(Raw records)
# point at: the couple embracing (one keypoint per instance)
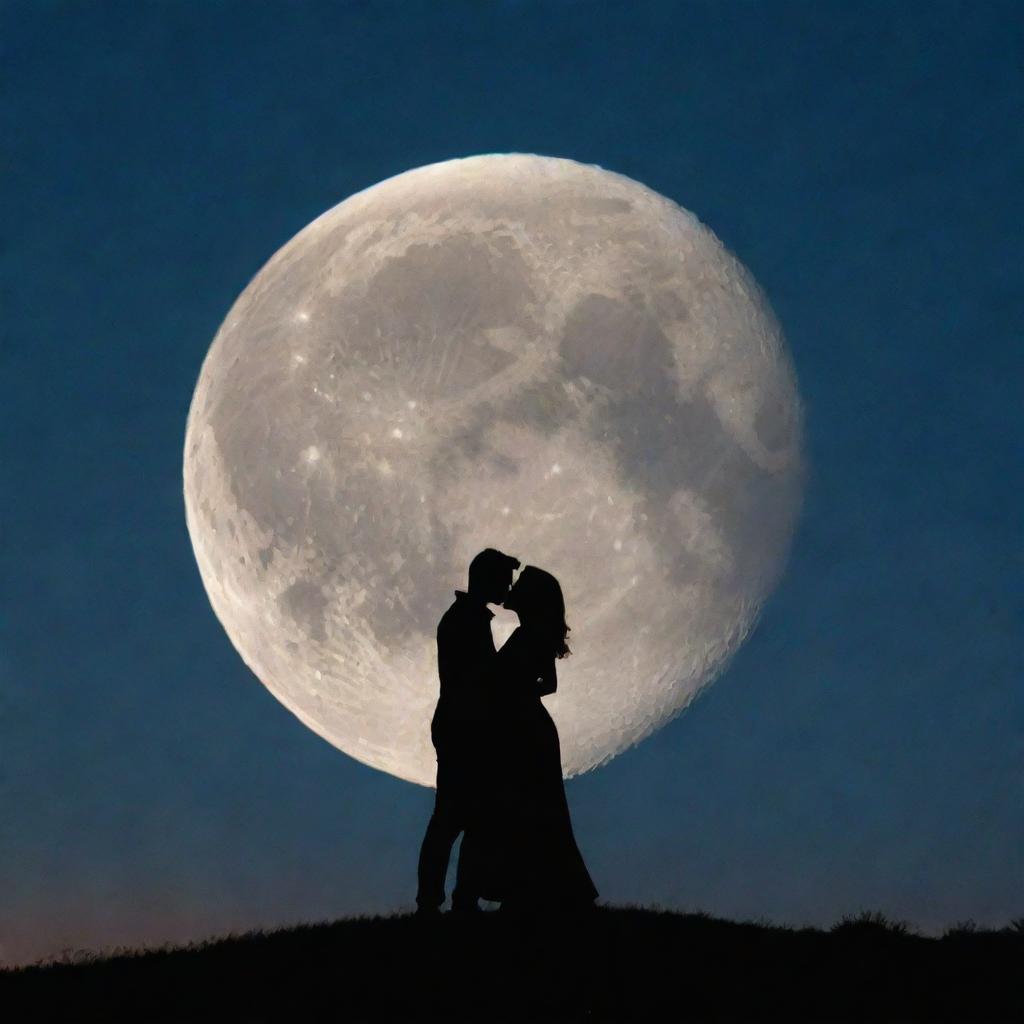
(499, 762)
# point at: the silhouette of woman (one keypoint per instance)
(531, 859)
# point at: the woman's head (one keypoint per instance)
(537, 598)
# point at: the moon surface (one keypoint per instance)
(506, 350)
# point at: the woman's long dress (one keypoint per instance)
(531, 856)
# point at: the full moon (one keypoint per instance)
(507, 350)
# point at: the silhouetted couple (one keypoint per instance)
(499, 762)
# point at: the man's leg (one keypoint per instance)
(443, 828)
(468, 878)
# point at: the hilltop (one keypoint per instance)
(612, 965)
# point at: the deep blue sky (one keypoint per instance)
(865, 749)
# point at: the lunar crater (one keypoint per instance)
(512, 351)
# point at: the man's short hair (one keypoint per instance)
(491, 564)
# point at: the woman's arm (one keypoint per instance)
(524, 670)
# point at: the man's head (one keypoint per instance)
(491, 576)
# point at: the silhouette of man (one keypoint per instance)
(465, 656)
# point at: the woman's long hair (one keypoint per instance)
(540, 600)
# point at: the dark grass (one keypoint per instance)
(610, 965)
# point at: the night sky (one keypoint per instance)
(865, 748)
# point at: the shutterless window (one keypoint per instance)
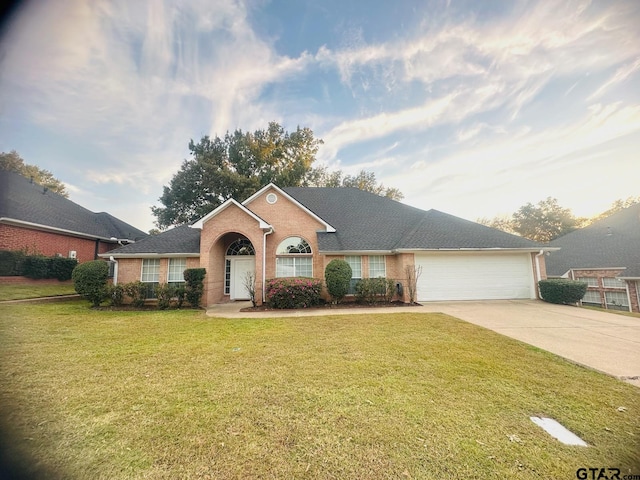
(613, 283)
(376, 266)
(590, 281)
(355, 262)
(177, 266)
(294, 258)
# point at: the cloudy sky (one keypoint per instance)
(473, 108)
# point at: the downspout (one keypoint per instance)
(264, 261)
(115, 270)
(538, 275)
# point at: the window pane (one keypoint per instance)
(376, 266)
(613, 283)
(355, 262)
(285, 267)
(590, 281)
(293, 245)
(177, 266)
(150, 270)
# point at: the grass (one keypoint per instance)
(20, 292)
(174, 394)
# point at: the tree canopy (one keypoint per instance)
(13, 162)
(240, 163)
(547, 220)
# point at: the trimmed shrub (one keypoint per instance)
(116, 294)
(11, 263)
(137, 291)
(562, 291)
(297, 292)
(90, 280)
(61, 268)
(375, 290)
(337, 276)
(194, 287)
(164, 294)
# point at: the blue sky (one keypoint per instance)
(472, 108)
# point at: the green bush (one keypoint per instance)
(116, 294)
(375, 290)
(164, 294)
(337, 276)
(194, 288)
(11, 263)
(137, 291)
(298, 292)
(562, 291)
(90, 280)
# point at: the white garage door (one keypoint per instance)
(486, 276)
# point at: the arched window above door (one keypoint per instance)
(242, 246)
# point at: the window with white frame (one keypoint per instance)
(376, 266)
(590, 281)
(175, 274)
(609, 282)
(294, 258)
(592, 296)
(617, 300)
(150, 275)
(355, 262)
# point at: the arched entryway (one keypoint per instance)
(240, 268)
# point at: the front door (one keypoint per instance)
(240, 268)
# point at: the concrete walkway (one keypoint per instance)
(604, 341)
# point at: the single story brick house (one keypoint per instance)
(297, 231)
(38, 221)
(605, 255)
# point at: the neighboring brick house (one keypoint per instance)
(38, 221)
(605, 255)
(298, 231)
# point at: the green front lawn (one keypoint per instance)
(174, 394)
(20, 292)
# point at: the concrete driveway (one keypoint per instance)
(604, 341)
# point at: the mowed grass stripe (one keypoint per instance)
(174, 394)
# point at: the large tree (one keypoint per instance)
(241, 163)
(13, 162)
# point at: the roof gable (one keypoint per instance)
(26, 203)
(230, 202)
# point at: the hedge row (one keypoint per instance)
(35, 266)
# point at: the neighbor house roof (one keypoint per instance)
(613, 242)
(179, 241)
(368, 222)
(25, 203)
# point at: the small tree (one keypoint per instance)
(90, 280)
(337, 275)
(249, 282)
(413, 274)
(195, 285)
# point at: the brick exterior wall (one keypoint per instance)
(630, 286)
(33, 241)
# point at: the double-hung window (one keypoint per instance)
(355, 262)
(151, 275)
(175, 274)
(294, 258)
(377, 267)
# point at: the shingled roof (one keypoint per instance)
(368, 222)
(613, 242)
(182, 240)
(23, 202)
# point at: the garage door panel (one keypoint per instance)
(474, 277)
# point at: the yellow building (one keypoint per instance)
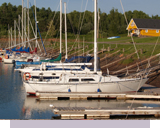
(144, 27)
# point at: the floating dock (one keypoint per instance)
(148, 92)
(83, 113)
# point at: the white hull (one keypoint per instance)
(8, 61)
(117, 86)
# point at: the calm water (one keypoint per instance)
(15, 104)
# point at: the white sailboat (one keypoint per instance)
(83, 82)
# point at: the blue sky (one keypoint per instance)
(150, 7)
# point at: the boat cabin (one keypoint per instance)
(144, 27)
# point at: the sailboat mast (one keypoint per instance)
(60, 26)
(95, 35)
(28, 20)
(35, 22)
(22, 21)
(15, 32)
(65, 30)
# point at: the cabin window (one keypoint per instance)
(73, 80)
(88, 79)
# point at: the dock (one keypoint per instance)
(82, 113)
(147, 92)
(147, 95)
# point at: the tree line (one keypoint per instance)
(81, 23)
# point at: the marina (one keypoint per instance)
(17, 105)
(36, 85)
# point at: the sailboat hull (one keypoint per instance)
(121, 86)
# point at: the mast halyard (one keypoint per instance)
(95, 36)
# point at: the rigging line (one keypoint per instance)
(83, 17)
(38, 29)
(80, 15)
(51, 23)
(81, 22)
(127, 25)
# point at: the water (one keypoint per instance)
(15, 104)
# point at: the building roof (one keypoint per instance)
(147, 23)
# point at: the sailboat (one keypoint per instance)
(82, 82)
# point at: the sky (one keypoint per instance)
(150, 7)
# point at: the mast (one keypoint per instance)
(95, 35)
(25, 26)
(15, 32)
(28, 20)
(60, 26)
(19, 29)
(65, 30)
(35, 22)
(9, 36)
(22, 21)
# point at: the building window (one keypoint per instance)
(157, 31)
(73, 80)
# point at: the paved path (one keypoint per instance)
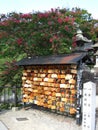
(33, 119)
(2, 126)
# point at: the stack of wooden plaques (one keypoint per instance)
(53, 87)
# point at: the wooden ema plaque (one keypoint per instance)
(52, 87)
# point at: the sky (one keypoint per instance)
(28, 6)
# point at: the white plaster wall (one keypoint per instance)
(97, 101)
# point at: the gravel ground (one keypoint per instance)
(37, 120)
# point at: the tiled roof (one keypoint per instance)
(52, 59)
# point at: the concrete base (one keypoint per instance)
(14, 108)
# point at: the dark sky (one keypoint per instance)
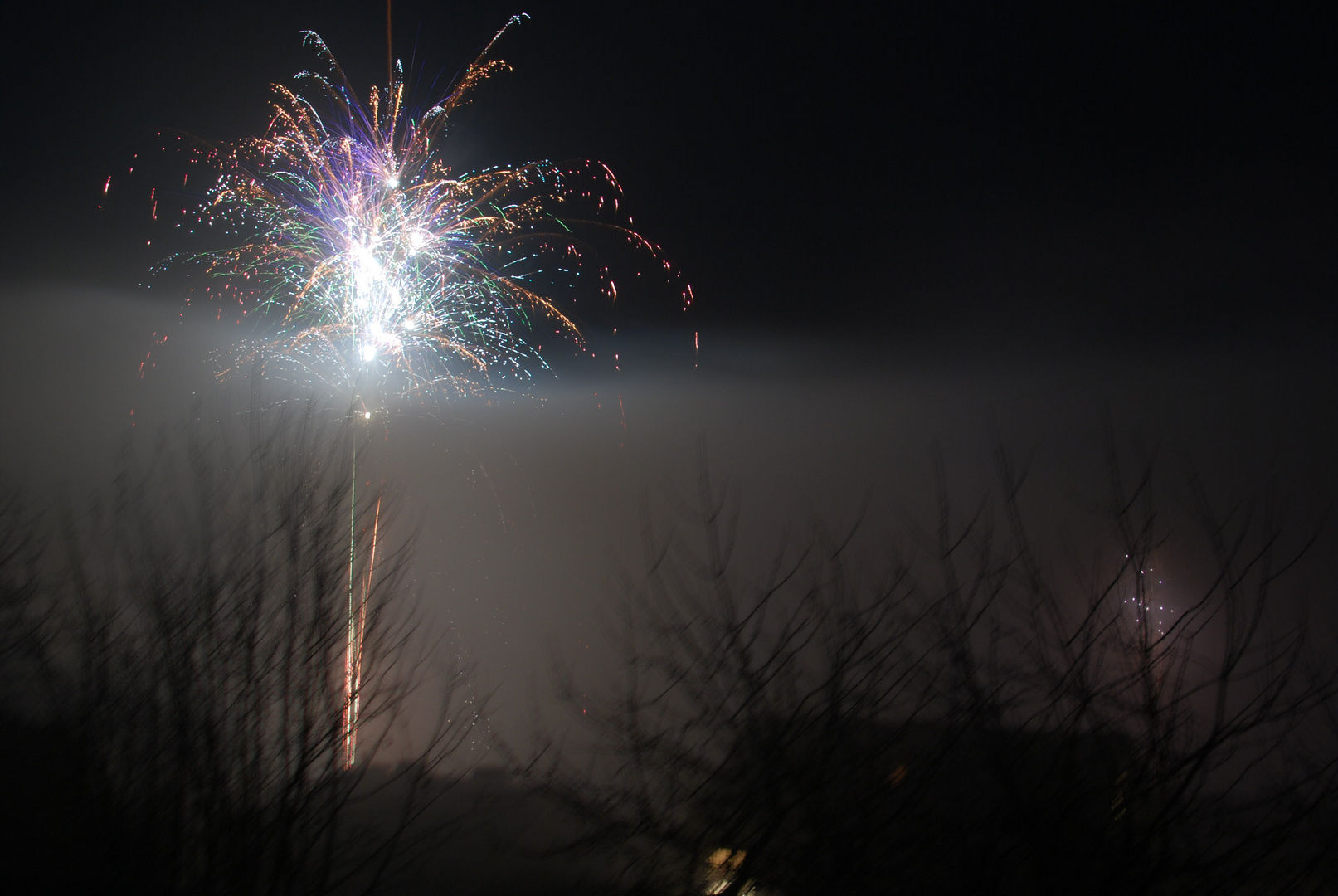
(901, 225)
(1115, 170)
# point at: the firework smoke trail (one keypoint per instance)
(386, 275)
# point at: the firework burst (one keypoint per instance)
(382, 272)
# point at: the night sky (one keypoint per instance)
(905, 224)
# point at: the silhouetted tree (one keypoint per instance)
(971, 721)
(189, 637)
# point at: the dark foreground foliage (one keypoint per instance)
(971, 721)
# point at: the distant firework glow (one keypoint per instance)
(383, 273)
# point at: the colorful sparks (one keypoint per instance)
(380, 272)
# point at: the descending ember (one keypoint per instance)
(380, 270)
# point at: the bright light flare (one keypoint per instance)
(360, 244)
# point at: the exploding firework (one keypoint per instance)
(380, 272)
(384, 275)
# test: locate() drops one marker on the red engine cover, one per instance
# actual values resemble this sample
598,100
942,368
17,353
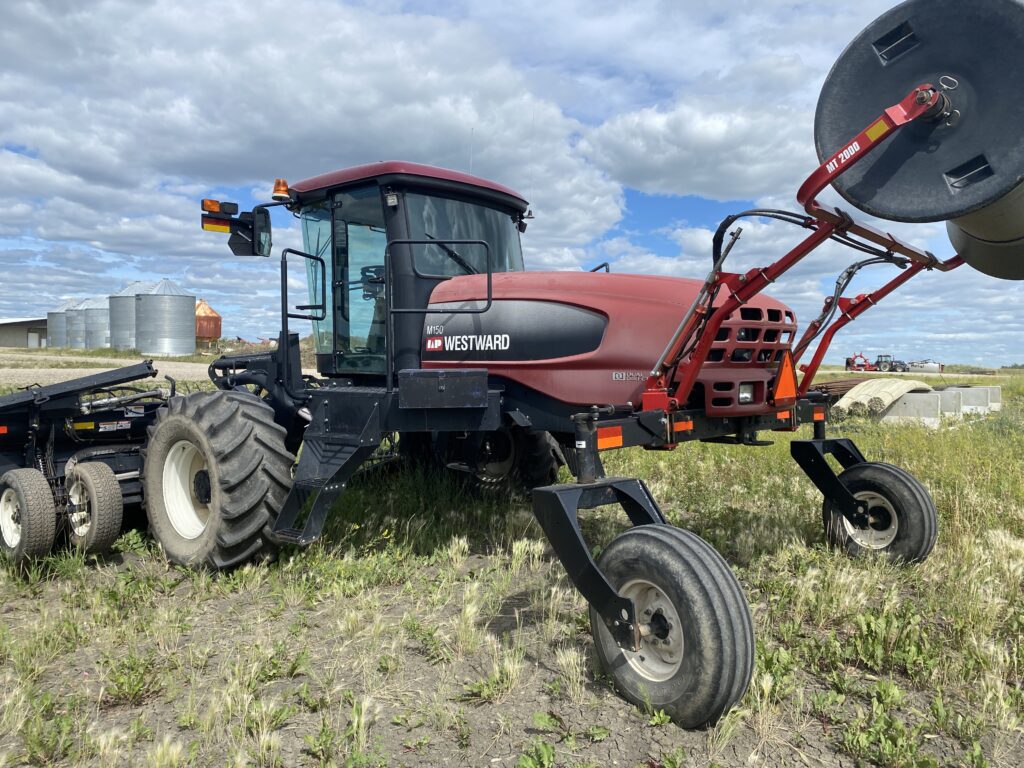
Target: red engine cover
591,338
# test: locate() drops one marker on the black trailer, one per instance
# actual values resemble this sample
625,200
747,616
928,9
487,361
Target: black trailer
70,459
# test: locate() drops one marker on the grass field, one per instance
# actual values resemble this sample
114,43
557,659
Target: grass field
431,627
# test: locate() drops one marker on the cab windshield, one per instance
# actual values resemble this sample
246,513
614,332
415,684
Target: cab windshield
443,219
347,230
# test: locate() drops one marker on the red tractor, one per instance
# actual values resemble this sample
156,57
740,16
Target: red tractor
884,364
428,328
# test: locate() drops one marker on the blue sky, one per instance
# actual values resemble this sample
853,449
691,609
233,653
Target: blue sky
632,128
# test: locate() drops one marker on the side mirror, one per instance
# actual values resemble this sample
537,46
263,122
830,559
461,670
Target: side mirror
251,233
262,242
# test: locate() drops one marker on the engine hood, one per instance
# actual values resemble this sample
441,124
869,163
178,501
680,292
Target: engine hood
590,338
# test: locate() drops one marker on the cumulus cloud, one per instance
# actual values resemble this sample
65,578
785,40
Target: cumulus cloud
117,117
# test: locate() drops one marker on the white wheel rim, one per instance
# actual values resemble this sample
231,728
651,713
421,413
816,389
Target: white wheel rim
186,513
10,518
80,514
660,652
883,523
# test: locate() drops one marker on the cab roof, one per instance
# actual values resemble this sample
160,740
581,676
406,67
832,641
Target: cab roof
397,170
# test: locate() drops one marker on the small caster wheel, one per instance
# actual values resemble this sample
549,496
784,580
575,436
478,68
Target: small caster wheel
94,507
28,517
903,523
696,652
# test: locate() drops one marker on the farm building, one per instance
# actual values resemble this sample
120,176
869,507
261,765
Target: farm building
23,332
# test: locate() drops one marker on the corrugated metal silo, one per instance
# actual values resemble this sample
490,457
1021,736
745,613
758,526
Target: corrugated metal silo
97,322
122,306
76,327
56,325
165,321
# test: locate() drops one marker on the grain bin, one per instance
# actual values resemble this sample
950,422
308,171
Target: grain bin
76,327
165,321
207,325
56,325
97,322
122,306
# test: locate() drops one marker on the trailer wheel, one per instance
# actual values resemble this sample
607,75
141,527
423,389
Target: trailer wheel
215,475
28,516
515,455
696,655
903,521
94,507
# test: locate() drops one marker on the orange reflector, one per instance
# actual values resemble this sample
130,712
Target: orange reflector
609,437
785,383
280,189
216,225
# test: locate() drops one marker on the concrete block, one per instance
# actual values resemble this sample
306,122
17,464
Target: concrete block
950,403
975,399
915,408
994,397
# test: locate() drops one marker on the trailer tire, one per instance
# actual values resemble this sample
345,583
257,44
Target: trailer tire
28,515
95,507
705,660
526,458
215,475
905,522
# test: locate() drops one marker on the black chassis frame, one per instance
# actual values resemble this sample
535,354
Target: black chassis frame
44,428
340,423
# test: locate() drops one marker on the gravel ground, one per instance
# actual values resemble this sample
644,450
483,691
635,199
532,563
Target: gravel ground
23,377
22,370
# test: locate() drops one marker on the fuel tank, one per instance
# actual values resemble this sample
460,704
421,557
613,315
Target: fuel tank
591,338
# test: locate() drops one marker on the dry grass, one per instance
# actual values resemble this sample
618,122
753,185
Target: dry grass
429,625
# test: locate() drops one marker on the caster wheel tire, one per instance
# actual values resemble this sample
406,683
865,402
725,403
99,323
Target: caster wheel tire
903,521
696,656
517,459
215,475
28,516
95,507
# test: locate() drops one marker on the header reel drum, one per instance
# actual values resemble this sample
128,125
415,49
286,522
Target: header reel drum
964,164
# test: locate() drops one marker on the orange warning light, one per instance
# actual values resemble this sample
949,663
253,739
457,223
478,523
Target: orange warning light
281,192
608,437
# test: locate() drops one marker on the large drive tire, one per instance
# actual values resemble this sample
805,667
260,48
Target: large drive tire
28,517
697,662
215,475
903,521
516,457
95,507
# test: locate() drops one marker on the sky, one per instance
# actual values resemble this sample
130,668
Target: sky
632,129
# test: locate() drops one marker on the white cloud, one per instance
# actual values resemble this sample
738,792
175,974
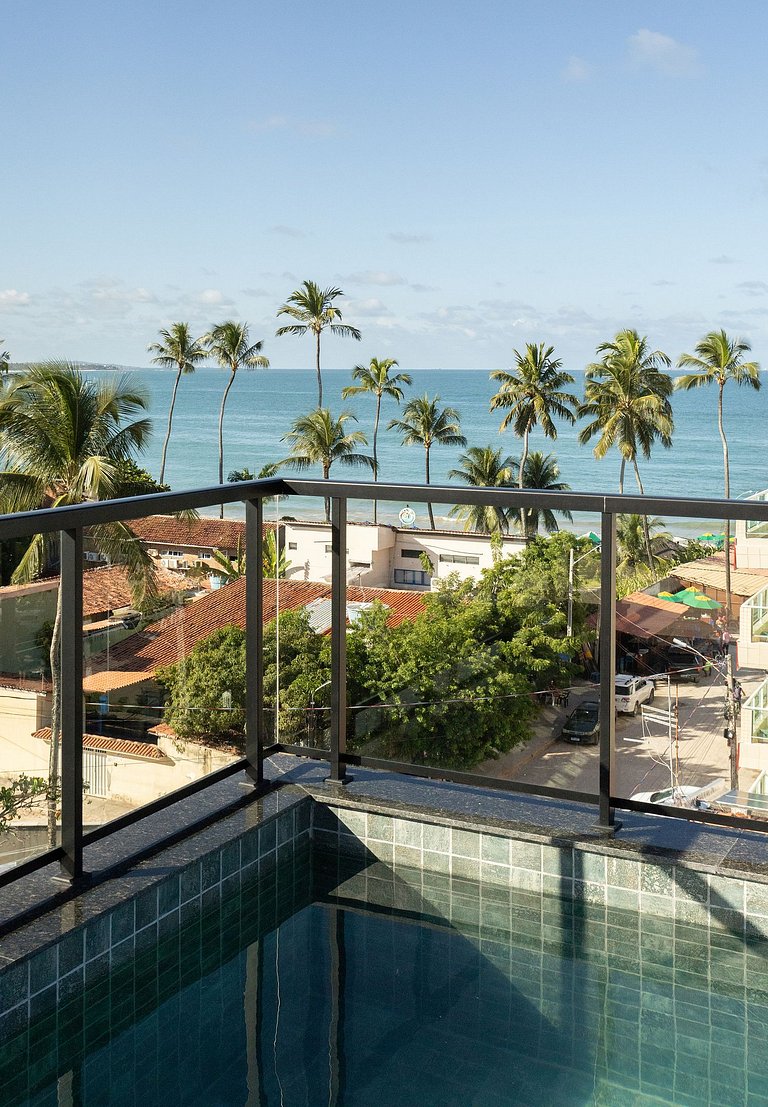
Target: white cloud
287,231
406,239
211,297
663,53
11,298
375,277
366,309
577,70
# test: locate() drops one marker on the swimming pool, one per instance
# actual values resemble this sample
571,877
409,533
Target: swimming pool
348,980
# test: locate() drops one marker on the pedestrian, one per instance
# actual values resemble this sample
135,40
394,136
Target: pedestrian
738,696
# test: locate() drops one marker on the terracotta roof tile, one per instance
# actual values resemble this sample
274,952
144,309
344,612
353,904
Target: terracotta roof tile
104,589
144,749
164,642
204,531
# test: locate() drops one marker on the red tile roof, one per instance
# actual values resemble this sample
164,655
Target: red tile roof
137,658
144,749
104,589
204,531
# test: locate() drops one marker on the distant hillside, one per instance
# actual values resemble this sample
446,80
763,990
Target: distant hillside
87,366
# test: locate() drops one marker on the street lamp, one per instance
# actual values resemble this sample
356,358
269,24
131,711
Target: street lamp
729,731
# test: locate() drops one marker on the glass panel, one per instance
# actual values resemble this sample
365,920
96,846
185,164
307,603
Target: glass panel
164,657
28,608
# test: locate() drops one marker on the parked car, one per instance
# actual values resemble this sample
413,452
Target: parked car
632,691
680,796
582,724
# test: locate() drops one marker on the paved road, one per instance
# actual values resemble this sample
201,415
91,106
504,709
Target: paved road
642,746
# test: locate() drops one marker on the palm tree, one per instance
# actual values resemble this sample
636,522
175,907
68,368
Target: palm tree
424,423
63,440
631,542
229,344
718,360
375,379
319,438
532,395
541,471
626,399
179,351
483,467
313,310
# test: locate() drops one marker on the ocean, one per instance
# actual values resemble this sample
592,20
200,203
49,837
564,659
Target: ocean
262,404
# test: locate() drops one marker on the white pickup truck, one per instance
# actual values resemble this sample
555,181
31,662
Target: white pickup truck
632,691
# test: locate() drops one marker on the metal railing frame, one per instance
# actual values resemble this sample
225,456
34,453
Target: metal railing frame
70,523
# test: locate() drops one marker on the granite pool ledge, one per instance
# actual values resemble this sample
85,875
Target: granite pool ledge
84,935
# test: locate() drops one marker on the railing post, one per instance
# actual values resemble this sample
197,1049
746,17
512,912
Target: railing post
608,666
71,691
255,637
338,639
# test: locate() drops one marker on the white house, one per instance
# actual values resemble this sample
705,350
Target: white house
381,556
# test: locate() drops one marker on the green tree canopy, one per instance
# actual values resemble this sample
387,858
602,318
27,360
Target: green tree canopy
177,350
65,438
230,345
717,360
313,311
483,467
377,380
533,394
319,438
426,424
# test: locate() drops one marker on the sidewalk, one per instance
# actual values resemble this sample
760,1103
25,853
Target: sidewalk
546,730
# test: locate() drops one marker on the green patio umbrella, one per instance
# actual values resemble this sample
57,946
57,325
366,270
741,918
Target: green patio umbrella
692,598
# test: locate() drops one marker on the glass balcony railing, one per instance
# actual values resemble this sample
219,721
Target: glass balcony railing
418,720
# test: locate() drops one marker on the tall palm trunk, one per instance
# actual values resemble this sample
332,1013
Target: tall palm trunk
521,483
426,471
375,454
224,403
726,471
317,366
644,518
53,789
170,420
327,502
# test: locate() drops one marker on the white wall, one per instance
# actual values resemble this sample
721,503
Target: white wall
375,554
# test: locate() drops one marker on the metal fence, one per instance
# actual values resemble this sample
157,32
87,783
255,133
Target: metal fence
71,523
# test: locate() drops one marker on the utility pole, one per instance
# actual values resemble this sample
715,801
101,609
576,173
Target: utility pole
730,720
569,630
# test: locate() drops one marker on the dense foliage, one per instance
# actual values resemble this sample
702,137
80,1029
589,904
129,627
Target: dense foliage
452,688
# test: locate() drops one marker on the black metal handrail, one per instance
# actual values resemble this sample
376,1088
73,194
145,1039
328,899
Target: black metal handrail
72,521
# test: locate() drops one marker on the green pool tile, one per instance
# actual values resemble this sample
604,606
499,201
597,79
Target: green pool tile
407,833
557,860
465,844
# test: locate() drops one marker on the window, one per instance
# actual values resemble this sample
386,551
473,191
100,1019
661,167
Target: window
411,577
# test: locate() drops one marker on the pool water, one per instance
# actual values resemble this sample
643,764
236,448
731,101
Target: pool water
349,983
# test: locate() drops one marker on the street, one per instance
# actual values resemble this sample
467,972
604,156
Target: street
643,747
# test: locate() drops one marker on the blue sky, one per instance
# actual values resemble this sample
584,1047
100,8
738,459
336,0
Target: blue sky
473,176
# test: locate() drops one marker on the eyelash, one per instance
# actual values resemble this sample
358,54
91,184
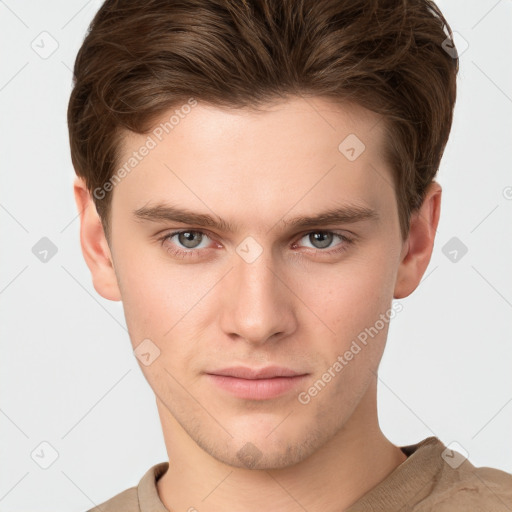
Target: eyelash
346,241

● Aim of the task: Return verbatim every line from the line containing "# test: locate() drops one marker on the window, one" to the last line of the entries above, inclusive, and leave out the pictures.

● Response below:
# test: locate() drops one marker on the window, one per instance
# actual values resemble this sample
386,551
473,191
100,1019
661,167
Target: window
411,577
# test: locate() drops one marker on the pool water, one per instance
# actual values resemble this sample
643,764
236,448
731,101
Target: pool water
349,983
# test: locate() drops one marker on the street, one per instance
# actual values resemble this sample
467,972
604,156
Target: street
643,747
# test: locate() drops one marker on the blue sky, one per instance
# actual values resemble this sample
584,1047
100,8
738,459
336,0
Target: blue sky
473,176
# test: locate() drops one marker on the eyelash, one per instance
# actual values resemble this sample
358,54
91,184
Target: eyelash
346,241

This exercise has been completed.